◆ Given exercise:
According to the OCR text below, why is raising the contrast between character and background especially important for archive material? Answer in one to three sentences.

Request information

Do you have a question? Let us know and we will contact you withing one working day!

OCR (Optical Character Recognition)

Looking for a solution to make your scanned documents searchable? GMS is the digitization specialist. With our advanced recognition software, we make it possible to make your documents (fully) automatically searchable. From scanning to recognition, GMS offers the total solution.

Scanning

GMS uses high-quality production scanners to create an image of a document. This allows us to efficiently create high-quality images of your documents.

Scanning works as follows

When digitizing or scanning images, a raster technique is used. A grid is placed over the image within which point measurements are carried out. These point measurements are also called pixels. The more pixels, the more detail.

Pixels

You probably know that, if you zoom in closely on an image, the image becomes ‘pixelated’ into individual blocks. Each block represents a point on the grid and therefore one pixel. These pixels, or coloured blocks, are a way of storing images.

Resolution

The resolution is the number of pixels per unit area, which is referred to as DPI (or PPI) when scanning; DPI stands for Dots Per Inch (PPI is the official term, namely Pixels Per Inch). The most common quality for making scans is 300 DPI. 300 pixels in width by 300 pixels in length per inch. The detail at this resolution is so high that document details remain readable when zooming in on scans, while the file size remains acceptable.

To use OCR, a minimum resolution of 300 DPI is required, so that the character can be made legible for the software.

Contrast

Another important variable in digitizing and making characters recognisable is contrast. And especially the contrast with the background (brightness contrast). Think of the whitest background with a black character.

The character must be clear and distinguishable from the background. GMS uses special software for this to create the highest possible contrast, which optimises recognition. We do this by working with drop-out colours and/or indexable colours. This will maximise the contrast.

This is important because, especially in archives, the source material may have yellowed or the ink faded. This affects the contrast ratio and makes the background difficult for our software to distinguish from the text. Emphasising the text (making it blacker) and brightening the background creates a higher contrast.

By using software to increase the contrast, some details may be lost (disappear in the background). It is therefore not possible to recognise all document types. Our advisers are always ready to inform you about this.

OCR

Because the image must be recognised, the OCR software will straighten the image so that text can be recognised properly. The software does this in its memory, so that the original is not affected.

Where necessary, the software will also add (automatic) corrections, because not every document is the same.

After the image has been made suitable for OCR recognition, it will be recognised by software. The software does this by recognising patterns in the image.

The software has patterns of pixels that can be translated into ASCII characters. Because the software can distinguish a background and a character, a pattern in (black) pixels can be recognised. This is then compared to an index of ASCII characters, in order to arrive at a plausible result.

By also recognising spaces (white space), words can be formed. By recognising special characters, sentences can be formed. In this way, the entire document is in fact indexed and added to the metadata of the images.

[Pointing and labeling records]
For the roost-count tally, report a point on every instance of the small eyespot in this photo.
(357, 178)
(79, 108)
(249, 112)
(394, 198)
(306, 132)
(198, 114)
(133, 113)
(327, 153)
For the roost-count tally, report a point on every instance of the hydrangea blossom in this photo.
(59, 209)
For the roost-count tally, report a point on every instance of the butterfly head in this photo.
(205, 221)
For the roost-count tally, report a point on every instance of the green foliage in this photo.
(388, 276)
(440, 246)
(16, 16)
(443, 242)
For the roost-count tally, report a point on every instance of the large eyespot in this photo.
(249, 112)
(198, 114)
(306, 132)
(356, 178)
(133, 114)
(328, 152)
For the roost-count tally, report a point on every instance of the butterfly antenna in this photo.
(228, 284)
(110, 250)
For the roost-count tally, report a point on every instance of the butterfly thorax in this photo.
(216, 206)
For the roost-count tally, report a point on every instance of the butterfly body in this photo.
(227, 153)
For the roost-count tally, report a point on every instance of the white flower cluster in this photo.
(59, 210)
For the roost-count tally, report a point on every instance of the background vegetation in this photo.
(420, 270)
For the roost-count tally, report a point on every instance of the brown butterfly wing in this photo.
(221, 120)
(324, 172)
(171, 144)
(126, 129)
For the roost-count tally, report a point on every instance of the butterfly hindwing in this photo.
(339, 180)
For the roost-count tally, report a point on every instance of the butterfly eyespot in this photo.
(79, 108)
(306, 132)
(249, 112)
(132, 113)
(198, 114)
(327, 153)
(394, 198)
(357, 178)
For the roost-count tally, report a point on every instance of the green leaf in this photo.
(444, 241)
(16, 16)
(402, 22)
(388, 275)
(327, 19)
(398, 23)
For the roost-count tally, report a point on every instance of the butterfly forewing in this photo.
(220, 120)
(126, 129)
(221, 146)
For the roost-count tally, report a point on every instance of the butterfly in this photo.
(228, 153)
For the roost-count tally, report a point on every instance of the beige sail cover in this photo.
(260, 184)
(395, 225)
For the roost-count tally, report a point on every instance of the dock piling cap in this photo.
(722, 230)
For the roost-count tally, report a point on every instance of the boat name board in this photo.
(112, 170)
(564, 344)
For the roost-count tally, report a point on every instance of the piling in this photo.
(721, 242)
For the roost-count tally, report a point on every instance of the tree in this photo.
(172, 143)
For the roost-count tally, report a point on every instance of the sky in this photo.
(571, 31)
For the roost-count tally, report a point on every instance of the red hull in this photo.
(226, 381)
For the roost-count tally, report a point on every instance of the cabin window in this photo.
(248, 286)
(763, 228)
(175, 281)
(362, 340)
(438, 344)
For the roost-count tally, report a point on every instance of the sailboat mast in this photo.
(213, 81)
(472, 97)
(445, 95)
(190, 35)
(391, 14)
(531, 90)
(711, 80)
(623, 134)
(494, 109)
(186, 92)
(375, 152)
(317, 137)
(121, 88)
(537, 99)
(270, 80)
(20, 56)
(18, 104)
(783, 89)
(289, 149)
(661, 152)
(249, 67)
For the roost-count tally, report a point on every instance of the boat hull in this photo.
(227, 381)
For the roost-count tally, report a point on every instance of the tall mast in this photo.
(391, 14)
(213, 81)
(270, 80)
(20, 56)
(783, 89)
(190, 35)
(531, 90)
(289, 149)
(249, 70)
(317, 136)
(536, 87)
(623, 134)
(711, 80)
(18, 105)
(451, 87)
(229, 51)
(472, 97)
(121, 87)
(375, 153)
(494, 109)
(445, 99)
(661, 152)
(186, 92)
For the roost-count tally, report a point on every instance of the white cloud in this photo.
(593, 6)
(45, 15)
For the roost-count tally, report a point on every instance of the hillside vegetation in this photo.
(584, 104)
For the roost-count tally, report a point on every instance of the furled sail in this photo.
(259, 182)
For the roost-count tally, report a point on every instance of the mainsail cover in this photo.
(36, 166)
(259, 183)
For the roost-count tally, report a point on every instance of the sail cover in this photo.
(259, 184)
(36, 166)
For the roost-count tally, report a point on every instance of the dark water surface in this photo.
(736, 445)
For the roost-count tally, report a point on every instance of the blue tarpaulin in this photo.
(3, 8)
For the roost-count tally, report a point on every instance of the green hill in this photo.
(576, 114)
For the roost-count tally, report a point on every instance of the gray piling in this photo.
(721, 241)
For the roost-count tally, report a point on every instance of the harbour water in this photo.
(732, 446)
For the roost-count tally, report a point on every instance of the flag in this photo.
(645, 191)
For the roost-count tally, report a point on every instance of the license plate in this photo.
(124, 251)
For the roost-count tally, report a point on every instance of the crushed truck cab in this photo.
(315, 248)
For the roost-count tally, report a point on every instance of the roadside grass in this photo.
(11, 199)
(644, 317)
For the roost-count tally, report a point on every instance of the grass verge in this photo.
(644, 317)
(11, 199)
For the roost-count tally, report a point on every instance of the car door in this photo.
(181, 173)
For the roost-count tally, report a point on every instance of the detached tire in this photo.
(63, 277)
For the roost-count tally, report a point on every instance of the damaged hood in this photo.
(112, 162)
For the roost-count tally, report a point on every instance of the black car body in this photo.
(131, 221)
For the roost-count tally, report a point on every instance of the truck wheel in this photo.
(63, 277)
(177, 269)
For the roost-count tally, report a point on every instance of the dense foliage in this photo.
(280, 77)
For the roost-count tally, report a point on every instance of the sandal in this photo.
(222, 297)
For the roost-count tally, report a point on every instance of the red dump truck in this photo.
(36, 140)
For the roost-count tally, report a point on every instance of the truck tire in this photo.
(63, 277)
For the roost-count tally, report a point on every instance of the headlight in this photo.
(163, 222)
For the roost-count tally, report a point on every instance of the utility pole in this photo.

◆ Response to the exercise:
In archives, the source material may have yellowed or the ink may have faded. This lowers the contrast ratio and makes it hard for the software to tell the background from the text. Making the text blacker and brightening the background restores a higher contrast, which improves recognition.